__WHAT YOU NEED TO DO__:
**1)** According to the essay annotation notebook, which classification label marks an introduction?
**2)** Multiply each bounding-box coordinate in the answers by 0.65, rounding to whole numbers with halves going up, for the listing starting at the line that contains "When you get a chance, can you outline the brick" and ending at the line that contains "[[219, 143, 268, 203], [317, 158, 337, 219]]". Write out only those lines in full, with the request text kept unchanged.

__SOURCE TEXT__:
In this competition we are tasked with giving feedback on argumentative essays written by U.S students in grades 6-12. Specifically, our task is to predict the human annotations.

This annotation will be done in 2 steps:
1. Segment each essay into discrete rhetorical and argumentative elements.
2. Classify each element.

Where the classification labels are:
- `Lead` - Introduction
- `Position` - Opinion
- `Claim` - something that supports the position
- `Counterclaim` - A claim that refutes another claim.
- `Rebuttal` - A claim that refutes a counterclaim
- `Evidence` - Examples that support a claims, counterclaims, or rebuttals.
- `Concluding Statement` - Something that restates the claims in conclusion.

In [None]:
# Install nb_black for automatic code formatting
!cp -r ../input/nbblack-code-base/nb_black-1.0.7/nb_black-1.0.7/ ./
!pip install --user nb_black-1.0.7/ > /dev/null
%load_ext lab_black

In [None]:
import pandas as pd
import numpy as np
import matplotlib.pylab as plt
import seaborn as sns
from glob import glob
from tqdm.notebook import tqdm

from itertools import cycle

plt.style.use("ggplot")

__Records from a data source__:
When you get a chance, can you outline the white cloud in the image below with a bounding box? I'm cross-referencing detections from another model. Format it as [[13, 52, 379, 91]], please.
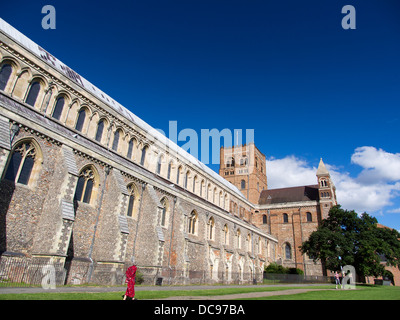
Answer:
[[266, 156, 318, 189], [267, 147, 400, 214], [351, 147, 400, 183]]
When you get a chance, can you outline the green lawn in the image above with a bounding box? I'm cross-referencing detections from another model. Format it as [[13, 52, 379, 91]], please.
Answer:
[[244, 286, 400, 301], [0, 285, 400, 300]]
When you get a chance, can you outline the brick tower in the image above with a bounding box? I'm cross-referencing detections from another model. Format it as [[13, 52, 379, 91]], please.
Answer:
[[219, 143, 268, 203], [317, 158, 337, 219]]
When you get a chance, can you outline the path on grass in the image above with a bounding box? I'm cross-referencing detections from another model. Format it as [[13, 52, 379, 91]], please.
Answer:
[[158, 289, 333, 300]]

__THE ANSWERS__:
**1)** `Lead`

**2)**
When you get a chance, can you outline the brick tower in the image above with a bounding box? I'm cross-referencing detections from another model. Format it as [[13, 52, 379, 91]], please.
Answer:
[[142, 93, 174, 132], [206, 103, 219, 142]]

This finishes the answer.